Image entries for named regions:
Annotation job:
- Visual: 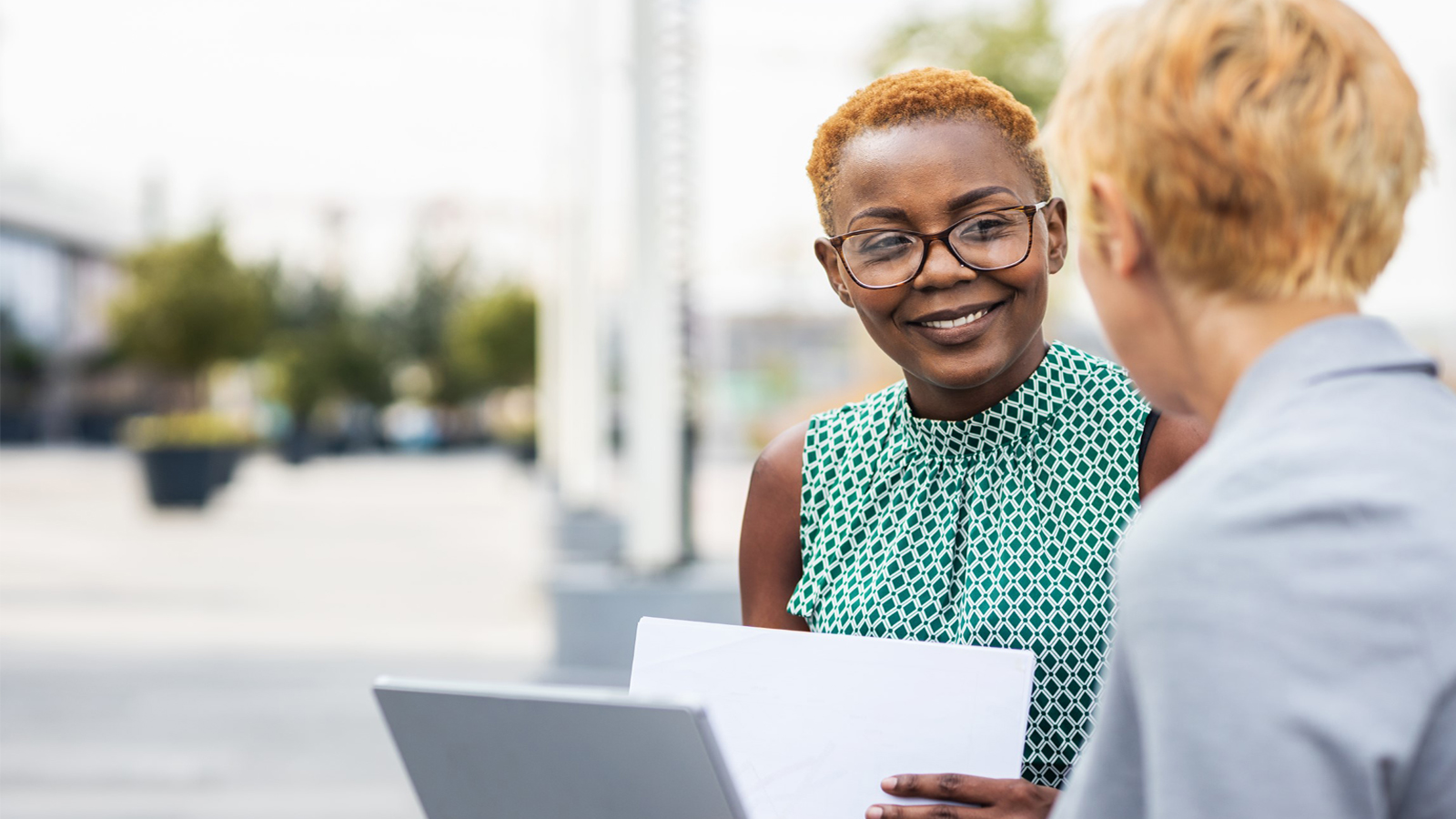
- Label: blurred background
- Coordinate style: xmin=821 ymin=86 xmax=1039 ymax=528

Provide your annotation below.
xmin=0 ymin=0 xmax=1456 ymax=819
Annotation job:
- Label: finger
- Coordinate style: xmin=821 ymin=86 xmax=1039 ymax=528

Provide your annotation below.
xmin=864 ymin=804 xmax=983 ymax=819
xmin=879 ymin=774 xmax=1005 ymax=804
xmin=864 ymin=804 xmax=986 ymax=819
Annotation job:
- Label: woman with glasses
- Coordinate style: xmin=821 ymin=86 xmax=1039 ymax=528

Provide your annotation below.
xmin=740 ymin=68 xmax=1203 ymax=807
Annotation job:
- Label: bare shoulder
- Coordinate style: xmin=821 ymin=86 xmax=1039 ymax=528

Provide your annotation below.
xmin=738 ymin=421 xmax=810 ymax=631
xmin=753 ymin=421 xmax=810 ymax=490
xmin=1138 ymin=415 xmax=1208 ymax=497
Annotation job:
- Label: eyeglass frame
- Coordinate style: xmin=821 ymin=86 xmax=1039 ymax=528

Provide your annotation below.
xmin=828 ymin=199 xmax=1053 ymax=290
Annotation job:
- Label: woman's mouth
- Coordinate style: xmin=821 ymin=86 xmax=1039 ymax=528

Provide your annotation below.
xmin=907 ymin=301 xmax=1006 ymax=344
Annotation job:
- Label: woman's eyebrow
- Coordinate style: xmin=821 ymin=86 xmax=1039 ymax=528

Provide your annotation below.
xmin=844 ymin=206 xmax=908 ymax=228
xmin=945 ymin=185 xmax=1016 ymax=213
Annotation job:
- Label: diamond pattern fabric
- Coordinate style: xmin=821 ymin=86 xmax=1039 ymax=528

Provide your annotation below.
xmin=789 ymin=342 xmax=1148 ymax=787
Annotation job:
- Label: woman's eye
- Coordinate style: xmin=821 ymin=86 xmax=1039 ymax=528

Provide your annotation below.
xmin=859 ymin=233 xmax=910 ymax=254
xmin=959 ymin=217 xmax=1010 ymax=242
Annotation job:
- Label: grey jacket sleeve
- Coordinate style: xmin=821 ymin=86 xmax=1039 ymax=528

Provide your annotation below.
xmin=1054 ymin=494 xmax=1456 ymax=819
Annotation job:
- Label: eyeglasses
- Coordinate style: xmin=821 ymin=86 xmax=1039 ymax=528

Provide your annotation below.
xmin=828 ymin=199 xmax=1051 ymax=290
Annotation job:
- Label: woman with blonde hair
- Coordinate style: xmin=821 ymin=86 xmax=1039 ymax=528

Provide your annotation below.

### Exercise directions:
Please copy the records word for word, from the first line through the line containing "xmin=0 ymin=0 xmax=1456 ymax=819", with both ends included and the pictures left out.

### Solution:
Annotation job:
- Visual: 
- Label: blurred background
- Coordinate style: xmin=821 ymin=86 xmax=1039 ymax=528

Provide your annotation below.
xmin=0 ymin=0 xmax=1456 ymax=819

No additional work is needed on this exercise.